▶ _Supplied text_:

* * * * *

Cover StoryIn response to physiological and environmental stress, mitochondria require functional adaptation to match increased ATP demand and to maintain metabolic homeostasis. As cells are always exposed to fluctuations in energy supply and demand, intrinsic flexibility and allosteric control is partially supported by adjustments of protein concentrations.
However, in particular chronic impairments of energy balance, such as oversupply (during overnutrition) or the lack of demand (e.g. the lack of exercise), the limits of intrinsic flexibility and allosteric regulation, and possibly even the limits of proteomic adaptation, may be reached, thus establishing pathologies of the metabolic syndrome.
Walheim et al. combine quantitative mitochondrial respirometry (Seahorse technology) and proteomics (LC-MS/MS-based total protein approach) to understand how molecular changes translate to changes in mitochondrial energy transduction during diet-induced obesity (DIO) in the liver. The integrative analysis highlights the mitochondrial pyruvate carrier as prime element controlling respiration in the liver.

* * * * *

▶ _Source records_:
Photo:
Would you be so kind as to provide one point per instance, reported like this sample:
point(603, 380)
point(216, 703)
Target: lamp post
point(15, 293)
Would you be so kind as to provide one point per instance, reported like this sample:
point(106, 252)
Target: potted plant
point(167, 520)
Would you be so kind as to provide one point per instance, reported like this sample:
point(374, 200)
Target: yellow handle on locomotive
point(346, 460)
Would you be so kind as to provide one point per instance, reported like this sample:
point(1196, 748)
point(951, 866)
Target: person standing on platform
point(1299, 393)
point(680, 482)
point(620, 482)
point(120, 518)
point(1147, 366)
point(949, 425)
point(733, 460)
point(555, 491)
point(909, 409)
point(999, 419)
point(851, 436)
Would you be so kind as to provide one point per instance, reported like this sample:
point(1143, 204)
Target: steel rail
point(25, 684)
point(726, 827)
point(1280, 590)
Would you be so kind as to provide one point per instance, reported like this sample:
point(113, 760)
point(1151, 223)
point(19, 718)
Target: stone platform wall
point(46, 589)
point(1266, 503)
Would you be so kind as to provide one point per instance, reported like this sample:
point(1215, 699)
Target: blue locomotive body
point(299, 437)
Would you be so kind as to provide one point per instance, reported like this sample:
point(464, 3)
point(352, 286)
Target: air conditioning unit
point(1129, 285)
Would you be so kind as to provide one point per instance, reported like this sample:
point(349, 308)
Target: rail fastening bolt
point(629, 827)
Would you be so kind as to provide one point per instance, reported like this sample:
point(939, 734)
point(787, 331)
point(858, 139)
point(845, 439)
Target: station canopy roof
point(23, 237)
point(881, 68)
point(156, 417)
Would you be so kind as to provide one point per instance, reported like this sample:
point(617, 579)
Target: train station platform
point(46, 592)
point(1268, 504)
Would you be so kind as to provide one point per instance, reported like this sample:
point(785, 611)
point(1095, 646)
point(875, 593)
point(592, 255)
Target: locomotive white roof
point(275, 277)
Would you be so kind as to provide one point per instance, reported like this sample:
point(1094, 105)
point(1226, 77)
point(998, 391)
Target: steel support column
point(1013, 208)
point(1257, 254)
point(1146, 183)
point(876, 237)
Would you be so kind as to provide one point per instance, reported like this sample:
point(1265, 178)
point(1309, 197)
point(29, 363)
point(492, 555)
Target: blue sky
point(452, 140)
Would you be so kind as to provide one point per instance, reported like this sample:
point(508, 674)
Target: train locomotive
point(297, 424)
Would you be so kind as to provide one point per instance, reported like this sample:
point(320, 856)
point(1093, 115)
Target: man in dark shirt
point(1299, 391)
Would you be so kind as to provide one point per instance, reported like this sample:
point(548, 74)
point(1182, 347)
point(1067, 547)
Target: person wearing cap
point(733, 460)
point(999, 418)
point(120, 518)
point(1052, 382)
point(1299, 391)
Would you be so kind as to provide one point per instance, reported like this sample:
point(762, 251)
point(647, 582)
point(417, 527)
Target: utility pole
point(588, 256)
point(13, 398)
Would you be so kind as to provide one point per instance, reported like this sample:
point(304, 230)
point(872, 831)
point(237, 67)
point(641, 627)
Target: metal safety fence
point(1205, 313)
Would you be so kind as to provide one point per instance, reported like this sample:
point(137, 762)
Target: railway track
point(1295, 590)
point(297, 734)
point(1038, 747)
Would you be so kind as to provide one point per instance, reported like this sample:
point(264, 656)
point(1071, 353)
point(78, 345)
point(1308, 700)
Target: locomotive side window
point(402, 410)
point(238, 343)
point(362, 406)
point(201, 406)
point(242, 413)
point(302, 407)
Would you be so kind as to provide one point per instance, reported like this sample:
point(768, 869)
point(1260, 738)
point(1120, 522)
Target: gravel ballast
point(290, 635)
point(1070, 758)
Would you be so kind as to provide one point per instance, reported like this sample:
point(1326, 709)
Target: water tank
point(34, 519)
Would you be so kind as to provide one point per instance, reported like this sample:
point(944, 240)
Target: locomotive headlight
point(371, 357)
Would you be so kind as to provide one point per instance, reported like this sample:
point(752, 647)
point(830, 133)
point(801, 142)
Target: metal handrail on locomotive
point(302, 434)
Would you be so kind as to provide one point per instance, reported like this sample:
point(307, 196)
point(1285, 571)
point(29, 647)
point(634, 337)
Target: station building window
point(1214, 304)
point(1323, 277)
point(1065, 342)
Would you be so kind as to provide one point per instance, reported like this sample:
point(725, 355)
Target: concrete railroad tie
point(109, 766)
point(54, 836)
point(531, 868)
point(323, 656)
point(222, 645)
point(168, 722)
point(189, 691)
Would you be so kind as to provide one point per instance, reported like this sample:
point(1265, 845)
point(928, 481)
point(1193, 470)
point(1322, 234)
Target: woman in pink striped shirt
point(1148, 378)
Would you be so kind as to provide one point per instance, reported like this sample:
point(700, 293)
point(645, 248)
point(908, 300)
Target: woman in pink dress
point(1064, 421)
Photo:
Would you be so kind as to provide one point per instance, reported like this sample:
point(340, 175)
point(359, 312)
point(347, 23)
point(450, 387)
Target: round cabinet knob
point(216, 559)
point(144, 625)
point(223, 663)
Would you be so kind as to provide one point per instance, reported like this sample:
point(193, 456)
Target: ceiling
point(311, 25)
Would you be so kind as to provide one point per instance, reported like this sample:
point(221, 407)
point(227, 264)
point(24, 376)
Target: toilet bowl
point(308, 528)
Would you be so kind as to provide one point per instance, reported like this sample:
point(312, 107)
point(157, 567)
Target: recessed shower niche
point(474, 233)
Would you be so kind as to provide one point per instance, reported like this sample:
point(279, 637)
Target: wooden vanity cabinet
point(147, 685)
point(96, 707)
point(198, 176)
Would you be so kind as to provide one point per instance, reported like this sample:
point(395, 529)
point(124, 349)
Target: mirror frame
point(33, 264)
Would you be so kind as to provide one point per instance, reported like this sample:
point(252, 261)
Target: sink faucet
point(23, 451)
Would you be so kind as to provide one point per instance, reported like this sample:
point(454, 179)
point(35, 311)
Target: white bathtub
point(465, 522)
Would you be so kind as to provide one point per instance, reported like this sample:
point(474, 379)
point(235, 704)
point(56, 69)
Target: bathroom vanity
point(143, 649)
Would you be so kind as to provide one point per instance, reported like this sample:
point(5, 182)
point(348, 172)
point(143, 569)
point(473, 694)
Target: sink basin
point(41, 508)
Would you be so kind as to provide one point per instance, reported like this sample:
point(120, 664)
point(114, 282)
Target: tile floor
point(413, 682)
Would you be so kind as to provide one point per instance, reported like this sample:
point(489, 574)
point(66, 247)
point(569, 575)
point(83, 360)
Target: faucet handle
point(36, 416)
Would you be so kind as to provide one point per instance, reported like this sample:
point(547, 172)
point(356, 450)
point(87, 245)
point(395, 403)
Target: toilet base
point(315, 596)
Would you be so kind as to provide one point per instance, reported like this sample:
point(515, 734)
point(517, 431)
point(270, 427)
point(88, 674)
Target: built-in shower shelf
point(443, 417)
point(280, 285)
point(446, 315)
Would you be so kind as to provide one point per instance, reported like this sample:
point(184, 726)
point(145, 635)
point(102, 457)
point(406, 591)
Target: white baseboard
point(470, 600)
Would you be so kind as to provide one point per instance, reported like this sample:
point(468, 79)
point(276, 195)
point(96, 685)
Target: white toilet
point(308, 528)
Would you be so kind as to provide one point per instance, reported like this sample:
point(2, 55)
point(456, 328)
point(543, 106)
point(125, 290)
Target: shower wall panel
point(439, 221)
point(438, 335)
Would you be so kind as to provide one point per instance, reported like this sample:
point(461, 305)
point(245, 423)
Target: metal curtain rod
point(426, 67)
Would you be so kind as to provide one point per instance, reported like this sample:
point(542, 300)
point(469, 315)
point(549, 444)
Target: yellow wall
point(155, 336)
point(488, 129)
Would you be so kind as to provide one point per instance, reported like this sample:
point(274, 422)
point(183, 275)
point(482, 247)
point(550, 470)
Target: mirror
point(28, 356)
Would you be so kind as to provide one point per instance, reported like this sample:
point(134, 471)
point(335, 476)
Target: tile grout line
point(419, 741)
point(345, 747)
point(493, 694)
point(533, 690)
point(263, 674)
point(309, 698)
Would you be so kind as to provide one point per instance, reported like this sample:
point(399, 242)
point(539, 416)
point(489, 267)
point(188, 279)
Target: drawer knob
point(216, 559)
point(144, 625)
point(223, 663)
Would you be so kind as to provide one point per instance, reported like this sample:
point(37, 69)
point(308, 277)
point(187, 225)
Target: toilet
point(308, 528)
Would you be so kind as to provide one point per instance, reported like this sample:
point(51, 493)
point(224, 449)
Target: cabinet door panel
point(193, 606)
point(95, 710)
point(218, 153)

* * * * *

▶ _Exercise instructions_:
**A.** According to the cover story on mitochondrial adaptation in diet-induced obesity, what does the integrative analysis highlight as the prime element controlling respiration in the liver?
**B.** Extend the cover story on mitochondrial adaptation in diet-induced obesity past its final sentence.

▶ _Expected outputs_:
**A.** The mitochondrial pyruvate carrier.

**B.**
Furthermore, they show that mitochondrial lipid oxidation of DIO mice is specifically enhanced by an array of (partially novel) disease-related proteins controlling catabolism of fatty acids and amino acids. This proof-of-principle study shows that “respiromic” analyses are capable of revealing functional sets of stress-induced and disease-related proteins that can be further investigated as biomarkers or therapeutic targets.